THE REQUEST
Rewrite the part of the listing that opens with the line containing "Q: Please detect the flamenco" and closes with the line containing "[352,155,366,168]" as a JSON list of strings, one string per line, leaving out blank lines. Include both of those lines and nothing outside them.

======

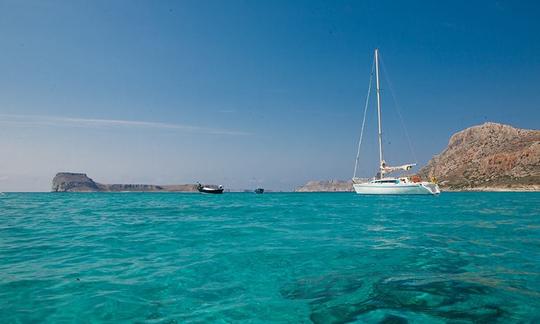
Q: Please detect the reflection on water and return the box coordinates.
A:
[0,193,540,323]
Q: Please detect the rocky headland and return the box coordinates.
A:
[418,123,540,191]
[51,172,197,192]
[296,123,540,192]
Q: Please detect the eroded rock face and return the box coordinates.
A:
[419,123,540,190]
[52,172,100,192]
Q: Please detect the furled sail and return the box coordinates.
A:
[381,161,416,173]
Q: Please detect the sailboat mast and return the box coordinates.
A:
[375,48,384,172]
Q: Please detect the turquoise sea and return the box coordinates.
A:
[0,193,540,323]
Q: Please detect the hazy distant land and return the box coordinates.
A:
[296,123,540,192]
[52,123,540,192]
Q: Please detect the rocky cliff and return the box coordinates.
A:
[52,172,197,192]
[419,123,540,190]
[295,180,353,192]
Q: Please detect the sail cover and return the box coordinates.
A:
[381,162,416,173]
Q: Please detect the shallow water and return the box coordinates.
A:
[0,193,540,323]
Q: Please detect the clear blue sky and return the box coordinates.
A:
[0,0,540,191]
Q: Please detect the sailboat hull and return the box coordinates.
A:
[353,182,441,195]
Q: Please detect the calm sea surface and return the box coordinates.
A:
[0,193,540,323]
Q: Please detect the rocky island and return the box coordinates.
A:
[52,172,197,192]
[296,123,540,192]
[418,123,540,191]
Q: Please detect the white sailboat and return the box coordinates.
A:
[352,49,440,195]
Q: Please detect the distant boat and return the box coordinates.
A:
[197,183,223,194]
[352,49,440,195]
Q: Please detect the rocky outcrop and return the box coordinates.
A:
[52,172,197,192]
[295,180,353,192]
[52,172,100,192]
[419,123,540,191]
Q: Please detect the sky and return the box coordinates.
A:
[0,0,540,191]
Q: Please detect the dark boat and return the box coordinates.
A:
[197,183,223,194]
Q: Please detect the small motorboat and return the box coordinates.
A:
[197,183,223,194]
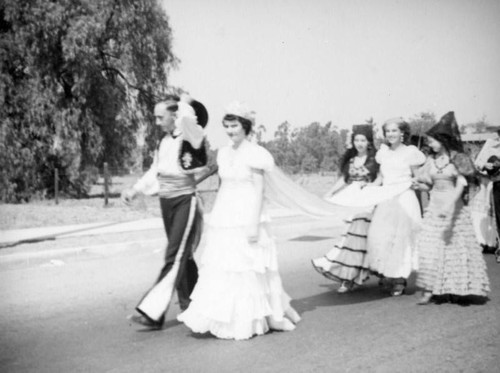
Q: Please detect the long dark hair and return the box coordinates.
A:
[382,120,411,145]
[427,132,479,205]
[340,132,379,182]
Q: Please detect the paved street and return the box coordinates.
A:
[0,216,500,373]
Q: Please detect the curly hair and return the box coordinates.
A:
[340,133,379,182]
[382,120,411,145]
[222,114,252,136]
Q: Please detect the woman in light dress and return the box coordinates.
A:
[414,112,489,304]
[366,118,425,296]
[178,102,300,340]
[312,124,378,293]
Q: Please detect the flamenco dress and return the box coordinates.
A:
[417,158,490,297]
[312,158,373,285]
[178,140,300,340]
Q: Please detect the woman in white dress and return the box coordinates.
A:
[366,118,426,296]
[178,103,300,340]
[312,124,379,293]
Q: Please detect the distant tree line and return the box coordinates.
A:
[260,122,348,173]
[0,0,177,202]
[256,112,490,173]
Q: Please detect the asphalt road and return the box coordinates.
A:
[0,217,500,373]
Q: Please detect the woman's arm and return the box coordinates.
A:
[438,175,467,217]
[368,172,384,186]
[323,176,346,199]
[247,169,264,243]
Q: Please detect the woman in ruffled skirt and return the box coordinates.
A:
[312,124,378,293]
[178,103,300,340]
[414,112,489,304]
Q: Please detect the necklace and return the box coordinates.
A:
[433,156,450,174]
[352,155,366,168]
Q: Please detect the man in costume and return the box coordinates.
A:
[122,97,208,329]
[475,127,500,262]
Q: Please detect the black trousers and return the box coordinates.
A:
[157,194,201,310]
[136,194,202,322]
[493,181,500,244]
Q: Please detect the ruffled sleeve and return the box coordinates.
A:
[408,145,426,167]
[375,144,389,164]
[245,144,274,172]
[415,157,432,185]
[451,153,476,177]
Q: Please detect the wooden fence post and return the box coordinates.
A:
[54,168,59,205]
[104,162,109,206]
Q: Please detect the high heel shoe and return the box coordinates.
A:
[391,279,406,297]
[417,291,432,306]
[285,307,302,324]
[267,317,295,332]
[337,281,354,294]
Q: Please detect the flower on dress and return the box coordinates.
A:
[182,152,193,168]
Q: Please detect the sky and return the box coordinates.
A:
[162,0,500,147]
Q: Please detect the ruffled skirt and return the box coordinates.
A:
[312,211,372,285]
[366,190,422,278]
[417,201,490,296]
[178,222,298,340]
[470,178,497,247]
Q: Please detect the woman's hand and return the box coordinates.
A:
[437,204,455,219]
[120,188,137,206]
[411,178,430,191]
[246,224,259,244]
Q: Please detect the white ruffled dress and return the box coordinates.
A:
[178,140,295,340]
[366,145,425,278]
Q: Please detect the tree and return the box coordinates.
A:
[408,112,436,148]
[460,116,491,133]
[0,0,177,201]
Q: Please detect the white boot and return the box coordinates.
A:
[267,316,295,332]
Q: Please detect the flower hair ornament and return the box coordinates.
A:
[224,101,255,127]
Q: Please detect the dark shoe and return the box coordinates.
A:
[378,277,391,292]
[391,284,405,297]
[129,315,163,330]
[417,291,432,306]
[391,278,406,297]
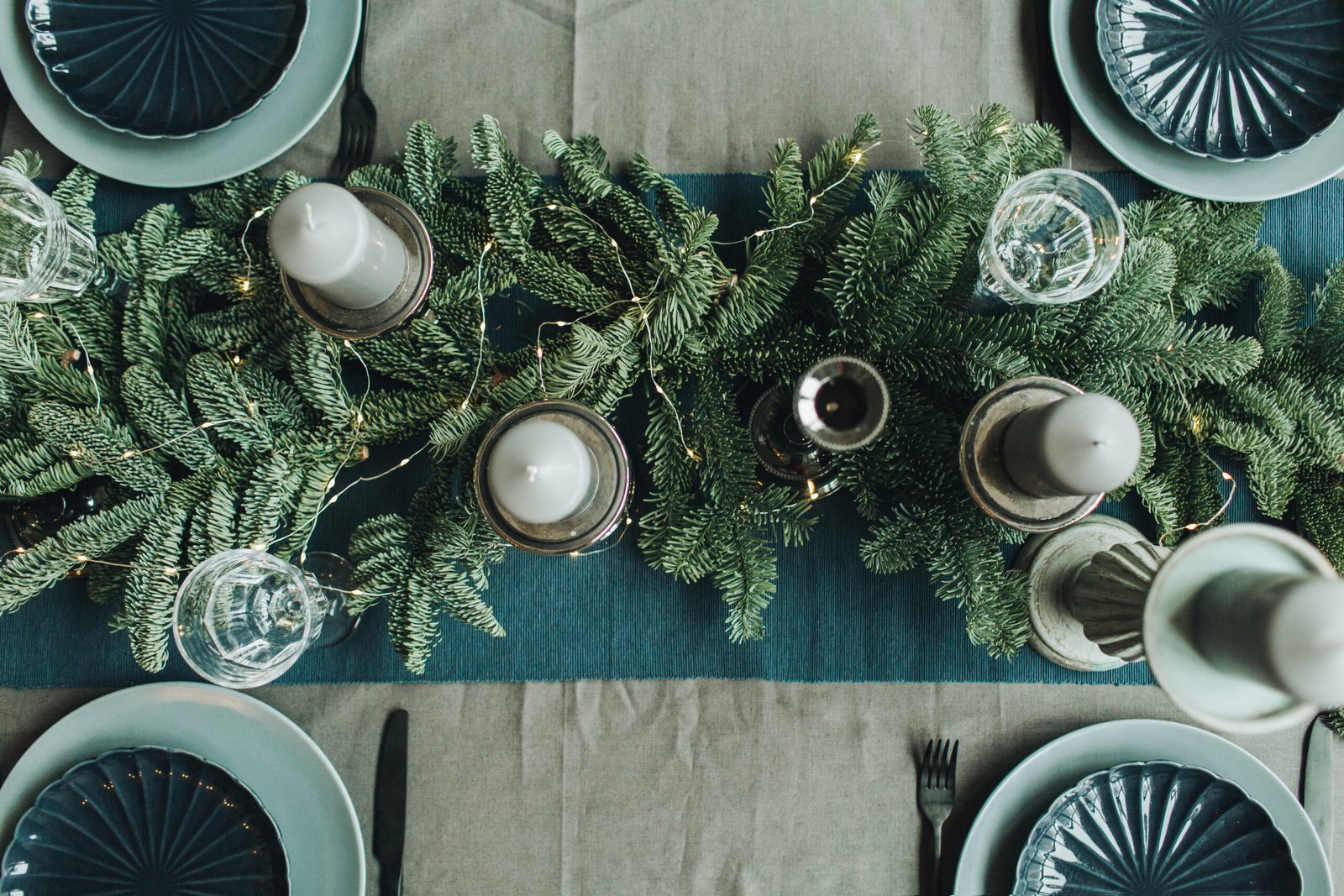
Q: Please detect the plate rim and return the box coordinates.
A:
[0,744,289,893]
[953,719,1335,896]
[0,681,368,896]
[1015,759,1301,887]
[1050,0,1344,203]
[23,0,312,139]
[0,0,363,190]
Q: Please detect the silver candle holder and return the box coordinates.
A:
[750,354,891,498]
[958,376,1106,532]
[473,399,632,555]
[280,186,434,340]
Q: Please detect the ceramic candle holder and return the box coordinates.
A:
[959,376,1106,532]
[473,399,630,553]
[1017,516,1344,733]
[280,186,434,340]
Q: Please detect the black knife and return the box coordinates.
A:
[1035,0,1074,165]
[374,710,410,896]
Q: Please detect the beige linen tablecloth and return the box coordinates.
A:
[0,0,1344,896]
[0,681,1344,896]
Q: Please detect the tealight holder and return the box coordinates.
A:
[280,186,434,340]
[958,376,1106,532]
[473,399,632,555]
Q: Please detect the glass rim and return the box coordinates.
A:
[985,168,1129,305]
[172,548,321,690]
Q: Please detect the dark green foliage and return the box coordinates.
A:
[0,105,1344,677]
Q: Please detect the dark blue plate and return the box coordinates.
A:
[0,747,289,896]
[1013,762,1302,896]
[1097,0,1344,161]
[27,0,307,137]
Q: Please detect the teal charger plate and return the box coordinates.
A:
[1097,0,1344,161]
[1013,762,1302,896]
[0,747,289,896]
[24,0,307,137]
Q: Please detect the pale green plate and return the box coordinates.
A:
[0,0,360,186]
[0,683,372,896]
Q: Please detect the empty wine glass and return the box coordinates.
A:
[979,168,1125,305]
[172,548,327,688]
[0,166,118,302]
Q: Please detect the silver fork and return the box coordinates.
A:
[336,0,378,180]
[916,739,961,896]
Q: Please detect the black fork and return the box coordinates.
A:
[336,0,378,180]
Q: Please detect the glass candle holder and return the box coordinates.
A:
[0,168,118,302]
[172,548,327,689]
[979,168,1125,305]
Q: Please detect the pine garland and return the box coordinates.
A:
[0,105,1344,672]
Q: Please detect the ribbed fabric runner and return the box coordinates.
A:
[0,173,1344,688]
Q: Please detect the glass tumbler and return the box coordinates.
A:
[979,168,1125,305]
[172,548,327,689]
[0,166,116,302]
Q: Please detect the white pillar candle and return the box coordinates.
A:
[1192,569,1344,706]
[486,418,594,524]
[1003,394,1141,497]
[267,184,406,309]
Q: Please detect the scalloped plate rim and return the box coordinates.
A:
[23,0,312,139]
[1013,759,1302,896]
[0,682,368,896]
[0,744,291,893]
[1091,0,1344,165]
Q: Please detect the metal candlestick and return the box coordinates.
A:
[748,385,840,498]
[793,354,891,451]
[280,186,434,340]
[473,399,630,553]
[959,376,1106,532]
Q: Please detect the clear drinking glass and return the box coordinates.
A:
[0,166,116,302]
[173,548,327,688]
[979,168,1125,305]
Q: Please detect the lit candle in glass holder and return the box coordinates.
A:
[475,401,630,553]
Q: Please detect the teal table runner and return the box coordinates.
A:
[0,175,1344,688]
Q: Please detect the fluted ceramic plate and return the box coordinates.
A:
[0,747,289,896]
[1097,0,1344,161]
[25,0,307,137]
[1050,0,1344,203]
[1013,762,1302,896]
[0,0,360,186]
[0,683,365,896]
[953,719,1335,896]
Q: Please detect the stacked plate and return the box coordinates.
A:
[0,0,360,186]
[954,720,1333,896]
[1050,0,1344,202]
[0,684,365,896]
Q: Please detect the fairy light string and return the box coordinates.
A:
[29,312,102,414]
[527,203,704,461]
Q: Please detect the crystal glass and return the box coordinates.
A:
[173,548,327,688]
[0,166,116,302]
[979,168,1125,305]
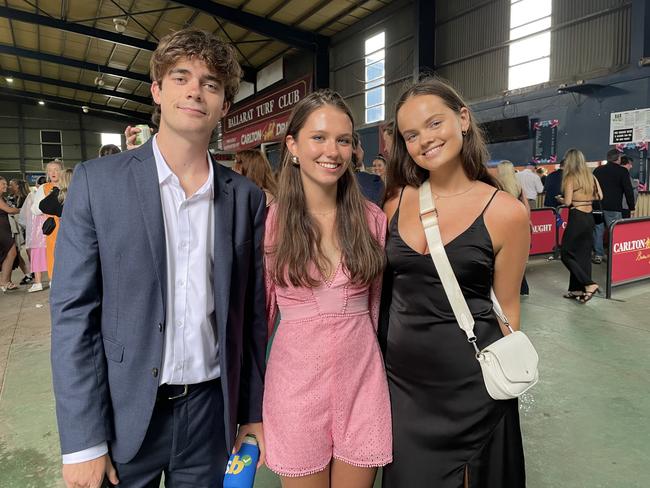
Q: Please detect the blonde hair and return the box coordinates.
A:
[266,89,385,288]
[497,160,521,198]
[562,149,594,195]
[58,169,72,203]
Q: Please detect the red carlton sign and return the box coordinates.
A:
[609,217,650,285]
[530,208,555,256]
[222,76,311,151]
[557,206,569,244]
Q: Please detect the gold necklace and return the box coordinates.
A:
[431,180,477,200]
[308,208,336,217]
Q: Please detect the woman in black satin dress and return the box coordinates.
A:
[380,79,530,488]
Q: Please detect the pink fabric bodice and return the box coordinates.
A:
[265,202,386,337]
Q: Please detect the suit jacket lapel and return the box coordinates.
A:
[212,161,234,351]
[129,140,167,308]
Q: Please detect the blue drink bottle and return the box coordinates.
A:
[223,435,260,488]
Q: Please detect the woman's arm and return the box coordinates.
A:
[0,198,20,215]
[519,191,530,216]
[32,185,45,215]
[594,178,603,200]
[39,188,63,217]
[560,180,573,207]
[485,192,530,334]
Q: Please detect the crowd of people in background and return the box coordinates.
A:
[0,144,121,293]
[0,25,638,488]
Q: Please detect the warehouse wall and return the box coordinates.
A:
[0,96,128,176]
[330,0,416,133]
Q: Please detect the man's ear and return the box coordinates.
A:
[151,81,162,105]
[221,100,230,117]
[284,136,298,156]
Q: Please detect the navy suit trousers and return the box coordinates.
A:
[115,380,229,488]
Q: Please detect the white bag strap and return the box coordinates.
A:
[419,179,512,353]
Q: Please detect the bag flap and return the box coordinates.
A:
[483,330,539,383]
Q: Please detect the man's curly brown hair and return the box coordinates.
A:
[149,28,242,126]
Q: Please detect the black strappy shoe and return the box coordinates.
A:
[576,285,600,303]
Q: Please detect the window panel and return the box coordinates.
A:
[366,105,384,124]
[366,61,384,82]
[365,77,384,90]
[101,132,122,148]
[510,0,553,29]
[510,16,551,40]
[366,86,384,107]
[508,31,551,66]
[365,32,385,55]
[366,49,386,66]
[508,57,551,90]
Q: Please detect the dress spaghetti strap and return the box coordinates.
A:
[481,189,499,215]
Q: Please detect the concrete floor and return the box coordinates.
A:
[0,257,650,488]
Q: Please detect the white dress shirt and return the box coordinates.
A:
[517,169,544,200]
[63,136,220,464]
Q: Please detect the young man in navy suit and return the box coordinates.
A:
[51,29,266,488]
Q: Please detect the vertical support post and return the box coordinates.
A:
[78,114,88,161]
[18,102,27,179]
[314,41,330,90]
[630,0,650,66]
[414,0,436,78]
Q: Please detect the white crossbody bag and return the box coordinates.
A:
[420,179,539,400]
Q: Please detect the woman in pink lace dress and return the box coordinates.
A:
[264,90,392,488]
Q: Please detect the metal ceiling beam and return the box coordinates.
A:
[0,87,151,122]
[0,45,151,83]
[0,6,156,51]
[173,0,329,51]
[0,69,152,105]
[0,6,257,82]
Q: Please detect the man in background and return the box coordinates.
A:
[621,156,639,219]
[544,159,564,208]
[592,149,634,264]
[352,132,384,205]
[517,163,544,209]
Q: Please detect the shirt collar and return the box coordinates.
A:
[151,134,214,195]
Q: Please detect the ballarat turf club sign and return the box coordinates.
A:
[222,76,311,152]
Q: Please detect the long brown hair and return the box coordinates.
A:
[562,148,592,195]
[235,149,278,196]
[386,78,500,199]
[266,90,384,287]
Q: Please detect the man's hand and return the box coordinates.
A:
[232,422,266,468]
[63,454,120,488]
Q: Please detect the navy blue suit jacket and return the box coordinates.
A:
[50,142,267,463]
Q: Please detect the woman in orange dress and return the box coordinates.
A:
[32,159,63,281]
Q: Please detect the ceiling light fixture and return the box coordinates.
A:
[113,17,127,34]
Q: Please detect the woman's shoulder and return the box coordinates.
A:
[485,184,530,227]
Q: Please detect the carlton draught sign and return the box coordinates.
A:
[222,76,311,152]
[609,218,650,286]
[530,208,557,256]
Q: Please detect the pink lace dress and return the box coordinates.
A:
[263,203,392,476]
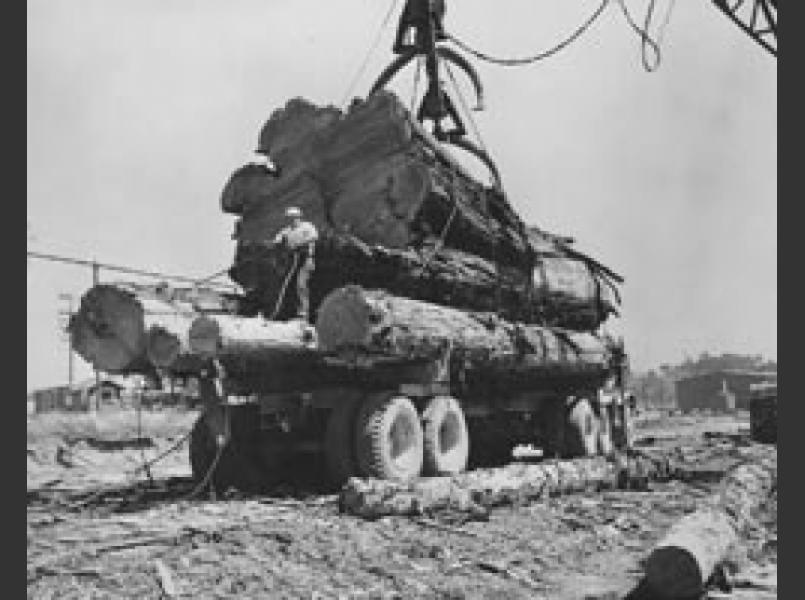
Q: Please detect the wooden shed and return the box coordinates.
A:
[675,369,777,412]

======

THE COMPLETED TASK
[
  "Q: Please detect the flamenco dress and return the box coordinates.",
  "A:",
  "[417,158,490,297]",
  "[312,158,373,285]",
  "[178,140,300,340]",
  "Q: Please detect the woman in white dress and return the box coordinates.",
  "A:",
  "[366,118,426,296]",
  "[178,103,300,340]",
  "[312,124,379,293]",
  "Q: Please detect the distant tree line and return the box coordinates.",
  "A:",
  "[260,122,348,173]",
  "[0,0,177,202]",
  "[256,112,490,173]",
  "Q: Please detect the asphalt road and return the box coordinates.",
  "A:",
  "[0,217,500,373]",
  "Q: Please detect the woman's arm and return the box coordinates.",
  "A:",
  "[438,175,467,217]",
  "[368,172,384,186]",
  "[323,176,346,199]",
  "[247,169,264,243]",
  "Q: Please detect the woman in ruffled skirt and return the box coordinates.",
  "A:",
  "[312,124,378,293]",
  "[178,103,300,340]",
  "[414,112,489,304]",
  "Q: Please detect the necklace and return the box coordinates.",
  "A:",
  "[433,156,450,174]",
  "[352,155,366,168]"
]